[START Records shown]

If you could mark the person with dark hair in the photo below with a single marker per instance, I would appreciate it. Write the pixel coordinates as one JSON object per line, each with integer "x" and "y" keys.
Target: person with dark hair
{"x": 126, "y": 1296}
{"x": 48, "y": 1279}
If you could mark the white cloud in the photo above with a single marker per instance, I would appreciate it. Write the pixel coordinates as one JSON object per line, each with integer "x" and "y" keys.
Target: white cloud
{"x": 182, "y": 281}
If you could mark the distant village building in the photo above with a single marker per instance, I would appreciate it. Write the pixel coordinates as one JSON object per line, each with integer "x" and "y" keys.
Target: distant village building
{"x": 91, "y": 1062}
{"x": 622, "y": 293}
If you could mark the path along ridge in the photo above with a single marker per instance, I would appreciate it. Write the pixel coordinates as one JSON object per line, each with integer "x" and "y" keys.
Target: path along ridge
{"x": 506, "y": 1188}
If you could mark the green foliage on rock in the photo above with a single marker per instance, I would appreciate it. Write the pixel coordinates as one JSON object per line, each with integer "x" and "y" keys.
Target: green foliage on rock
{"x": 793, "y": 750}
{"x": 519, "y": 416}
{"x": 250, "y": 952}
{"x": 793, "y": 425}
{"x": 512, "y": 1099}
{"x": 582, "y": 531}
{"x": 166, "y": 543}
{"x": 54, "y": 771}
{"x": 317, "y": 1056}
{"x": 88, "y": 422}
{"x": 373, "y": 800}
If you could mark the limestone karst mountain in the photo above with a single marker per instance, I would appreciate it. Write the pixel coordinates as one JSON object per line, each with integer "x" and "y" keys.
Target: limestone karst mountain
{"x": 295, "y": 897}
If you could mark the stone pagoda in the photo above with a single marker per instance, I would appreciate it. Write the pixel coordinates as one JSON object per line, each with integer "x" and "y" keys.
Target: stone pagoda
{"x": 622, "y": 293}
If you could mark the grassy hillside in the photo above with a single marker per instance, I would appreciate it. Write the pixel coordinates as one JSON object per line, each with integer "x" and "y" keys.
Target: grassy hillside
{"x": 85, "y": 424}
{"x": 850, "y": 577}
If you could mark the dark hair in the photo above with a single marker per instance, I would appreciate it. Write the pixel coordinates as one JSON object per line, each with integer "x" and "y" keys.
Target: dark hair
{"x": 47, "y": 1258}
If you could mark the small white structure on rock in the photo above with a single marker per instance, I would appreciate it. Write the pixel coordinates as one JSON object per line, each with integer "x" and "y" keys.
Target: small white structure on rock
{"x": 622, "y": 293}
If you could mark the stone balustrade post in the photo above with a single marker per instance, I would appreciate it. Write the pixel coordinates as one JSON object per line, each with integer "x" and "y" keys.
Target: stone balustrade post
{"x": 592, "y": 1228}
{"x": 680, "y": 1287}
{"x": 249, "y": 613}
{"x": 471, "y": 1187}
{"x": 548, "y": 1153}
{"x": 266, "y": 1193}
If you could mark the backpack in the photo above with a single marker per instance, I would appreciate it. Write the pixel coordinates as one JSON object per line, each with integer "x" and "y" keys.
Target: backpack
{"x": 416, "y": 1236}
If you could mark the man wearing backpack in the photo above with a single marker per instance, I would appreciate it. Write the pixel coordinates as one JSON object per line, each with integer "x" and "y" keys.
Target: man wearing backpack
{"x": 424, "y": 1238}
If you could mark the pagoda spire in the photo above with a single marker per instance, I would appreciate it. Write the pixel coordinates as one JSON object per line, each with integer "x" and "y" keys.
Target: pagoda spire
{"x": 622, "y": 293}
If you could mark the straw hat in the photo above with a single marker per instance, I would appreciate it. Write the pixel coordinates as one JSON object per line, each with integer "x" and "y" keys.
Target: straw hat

[END Records shown]

## Task to complete
Extract the full listing above without alteration.

## Solution to the exercise
If you could mark the person with dark hair in the photo below with a single marker per instance, I would appreciate it. Write the pixel coordinates as one JSON object per line, each with integer "x" and "y" keys.
Target: person with dark hair
{"x": 126, "y": 1296}
{"x": 48, "y": 1279}
If you could mark the white cloud in the photo above with a single marker per instance, I would appreciate it. Write the pixel coordinates as one JSON object per line, each with integer "x" and "y" keys.
Target: white cloud
{"x": 182, "y": 281}
If you could mark the distant village building in the photo above with a single marker per instance, I would appreciate it. Write the pixel coordinates as one JSON object per line, each with integer "x" and "y" keys.
Target: distant village building
{"x": 91, "y": 1062}
{"x": 622, "y": 293}
If you could mark the path along ridge in the photo above with a single marker per instance, I would appreciate it. Write the pixel coordinates as one JSON object per line, each with integer "x" and "y" keys.
Target: path along ridge
{"x": 506, "y": 1188}
If you could mark the green foliage on rock in the photo above with a single marker per instance, I would appreciate it. Write the pixel coordinates as one JSON object per line, each with integer "x" and "y" keys.
Target: green foliage on rock
{"x": 793, "y": 750}
{"x": 519, "y": 416}
{"x": 250, "y": 952}
{"x": 793, "y": 425}
{"x": 512, "y": 1099}
{"x": 582, "y": 531}
{"x": 166, "y": 543}
{"x": 54, "y": 771}
{"x": 317, "y": 1056}
{"x": 88, "y": 422}
{"x": 373, "y": 800}
If you could mark the limestone karst mountain in the photo above with a single marker per instance, I would appreciate it. Write the pixel coordinates as one JSON object per line, each with integer "x" and "y" keys.
Target: limestone karst mountain
{"x": 295, "y": 897}
If you could mark the stone pagoda in the photo above with a single marker per instance, I would appreciate it. Write the pixel coordinates as one JSON object per line, each with integer "x" and "y" keys.
Target: stone pagoda
{"x": 622, "y": 293}
If you could mark the grassy hillside in the photo above with a single marker per instance, I would appreciate it. Write the pixel coordinates as one JSON object per line, each with integer "x" and "y" keys.
Target: grassy hillside
{"x": 85, "y": 424}
{"x": 850, "y": 577}
If you could mark the dark hair in the photo above with a single marker per instance, I would appreciate it. Write the pixel coordinates as one JSON object per line, each with integer "x" and "y" keys.
Target: dark hair
{"x": 47, "y": 1258}
If you could mark the small white structure on rock in the photo above with a single marker per instance, I would appreciate it. Write the pixel coordinates as one JSON object per line, each with integer "x" and "y" keys.
Target: small white structure on rock
{"x": 622, "y": 293}
If you could mark the stone balustrade post in the photo above with a single marker per instance, I would appreciate it. Write the pixel coordinates as one JSON object per line, each with integer "x" and "y" keys.
Target: stone balustrade post
{"x": 592, "y": 1228}
{"x": 680, "y": 1287}
{"x": 249, "y": 613}
{"x": 471, "y": 1187}
{"x": 548, "y": 1153}
{"x": 266, "y": 1193}
If you could mark the backpack in the photo above with a single marker per instance, I would appreciate it. Write the pixel coordinates as one JSON object per line, each with integer "x" and "y" keys.
Target: backpack
{"x": 416, "y": 1236}
If you could mark the man wearing backpack in the photo above with a single marker per instance, I would appreciate it. Write the pixel coordinates as one JSON object per line, each with integer "x" and "y" keys.
Target: man wearing backpack
{"x": 424, "y": 1238}
If you could mark the pagoda spire in the photo above with a single marker per instance, I would appreciate it. Write the pixel coordinates as one JSON object per line, each with integer "x" and "y" keys.
Target: pagoda spire
{"x": 622, "y": 293}
If you could mark the straw hat in the photo above with a single marker per instance, I would appreciate it. Write the pixel coordinates as one JSON object per line, each with integer "x" and "y" keys.
Target: straw hat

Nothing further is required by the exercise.